------ Material for the task ------

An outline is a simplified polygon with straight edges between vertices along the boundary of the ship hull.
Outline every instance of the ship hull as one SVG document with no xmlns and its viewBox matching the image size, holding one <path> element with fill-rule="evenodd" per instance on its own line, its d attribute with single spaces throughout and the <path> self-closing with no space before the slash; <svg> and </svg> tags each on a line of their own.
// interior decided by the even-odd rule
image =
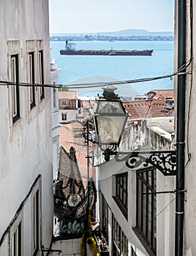
<svg viewBox="0 0 196 256">
<path fill-rule="evenodd" d="M 61 55 L 151 56 L 153 50 L 61 50 Z"/>
</svg>

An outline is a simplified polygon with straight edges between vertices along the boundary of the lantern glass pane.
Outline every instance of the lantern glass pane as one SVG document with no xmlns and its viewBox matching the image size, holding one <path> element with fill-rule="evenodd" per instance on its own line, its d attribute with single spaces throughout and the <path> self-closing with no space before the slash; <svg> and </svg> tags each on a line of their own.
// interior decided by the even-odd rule
<svg viewBox="0 0 196 256">
<path fill-rule="evenodd" d="M 125 116 L 97 116 L 99 143 L 118 144 L 125 119 Z"/>
<path fill-rule="evenodd" d="M 99 114 L 124 114 L 120 101 L 98 101 L 95 111 Z"/>
</svg>

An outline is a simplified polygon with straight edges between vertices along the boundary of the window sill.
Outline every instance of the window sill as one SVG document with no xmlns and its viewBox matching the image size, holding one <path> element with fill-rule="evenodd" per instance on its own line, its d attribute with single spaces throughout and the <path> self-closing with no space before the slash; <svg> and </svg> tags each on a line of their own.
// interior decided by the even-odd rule
<svg viewBox="0 0 196 256">
<path fill-rule="evenodd" d="M 128 211 L 127 211 L 127 208 L 126 208 L 123 206 L 123 204 L 121 203 L 121 202 L 119 200 L 119 199 L 117 197 L 113 196 L 113 199 L 115 200 L 116 203 L 117 204 L 117 206 L 118 206 L 118 208 L 121 211 L 123 215 L 124 216 L 124 217 L 127 220 L 128 219 Z"/>
<path fill-rule="evenodd" d="M 151 246 L 146 241 L 145 237 L 141 234 L 139 228 L 135 227 L 133 227 L 132 230 L 135 233 L 135 235 L 137 236 L 137 237 L 138 238 L 138 239 L 140 240 L 140 241 L 142 243 L 143 247 L 145 248 L 145 249 L 146 250 L 149 256 L 156 255 L 156 254 L 151 249 Z"/>
</svg>

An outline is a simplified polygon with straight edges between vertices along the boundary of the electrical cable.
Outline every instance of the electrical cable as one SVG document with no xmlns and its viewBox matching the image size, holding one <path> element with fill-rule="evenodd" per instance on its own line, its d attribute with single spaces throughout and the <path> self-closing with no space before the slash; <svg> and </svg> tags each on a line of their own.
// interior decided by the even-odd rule
<svg viewBox="0 0 196 256">
<path fill-rule="evenodd" d="M 88 89 L 88 88 L 96 88 L 96 87 L 101 87 L 104 86 L 112 86 L 112 85 L 123 85 L 123 84 L 129 84 L 129 83 L 143 83 L 143 82 L 148 82 L 159 79 L 164 79 L 164 78 L 173 78 L 175 75 L 186 75 L 187 72 L 182 72 L 187 68 L 189 64 L 192 63 L 192 59 L 190 59 L 186 63 L 185 63 L 184 65 L 182 65 L 177 71 L 174 72 L 172 74 L 170 75 L 165 75 L 162 76 L 158 76 L 158 77 L 154 77 L 154 78 L 138 78 L 138 79 L 133 79 L 133 80 L 118 80 L 118 81 L 113 81 L 113 82 L 94 82 L 94 83 L 73 83 L 69 85 L 53 85 L 53 84 L 39 84 L 39 83 L 14 83 L 14 82 L 9 82 L 9 81 L 0 81 L 0 86 L 24 86 L 24 87 L 49 87 L 49 88 L 56 88 L 56 89 L 62 89 L 64 86 L 67 89 Z"/>
</svg>

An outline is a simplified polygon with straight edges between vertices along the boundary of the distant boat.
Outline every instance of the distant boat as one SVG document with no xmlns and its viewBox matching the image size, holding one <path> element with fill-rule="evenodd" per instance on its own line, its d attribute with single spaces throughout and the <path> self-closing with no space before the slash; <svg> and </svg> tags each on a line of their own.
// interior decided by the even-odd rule
<svg viewBox="0 0 196 256">
<path fill-rule="evenodd" d="M 151 56 L 153 50 L 75 50 L 75 43 L 66 41 L 61 55 Z"/>
</svg>

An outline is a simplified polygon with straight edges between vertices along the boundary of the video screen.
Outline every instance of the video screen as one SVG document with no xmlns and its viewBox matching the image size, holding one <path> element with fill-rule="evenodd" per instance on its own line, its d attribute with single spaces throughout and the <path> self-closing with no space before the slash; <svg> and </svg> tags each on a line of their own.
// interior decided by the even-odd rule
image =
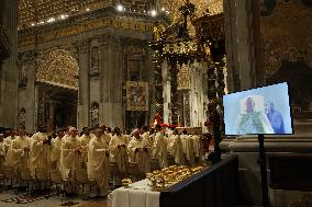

------

- Do this
Begin at the line containing "the distant boat." and extract every line through the end of the records, inclusive, exactly and only; omit pictures.

- Written response
An outline is a simplified polygon with straight edges between vertices along the boundary of the distant boat.
Outline every instance of the distant boat as one SVG document with no xmlns and its viewBox matching the image size, holding one <path> element with fill-rule="evenodd" per instance on its own line, its d attribute with single spaces throughout and the <path> self-closing with no space before the slash; <svg> and </svg> tags each on a line of their own.
// interior decided by the even-odd rule
<svg viewBox="0 0 196 256">
<path fill-rule="evenodd" d="M 151 56 L 153 50 L 75 50 L 75 43 L 66 41 L 61 55 Z"/>
</svg>

An outline is a simplified polygon with straight edges between vertices along the boundary of the video screen.
Outline every instance of the video screen as one SVG document with no xmlns and its viewBox matching the image size, holding one <path> element with fill-rule="evenodd" per instance on its own line, its d attribute with single spaces throughout and the <path> self-closing with no space before the slash; <svg> and </svg> tags each on a line of their own.
// interior decided by the even-odd rule
image =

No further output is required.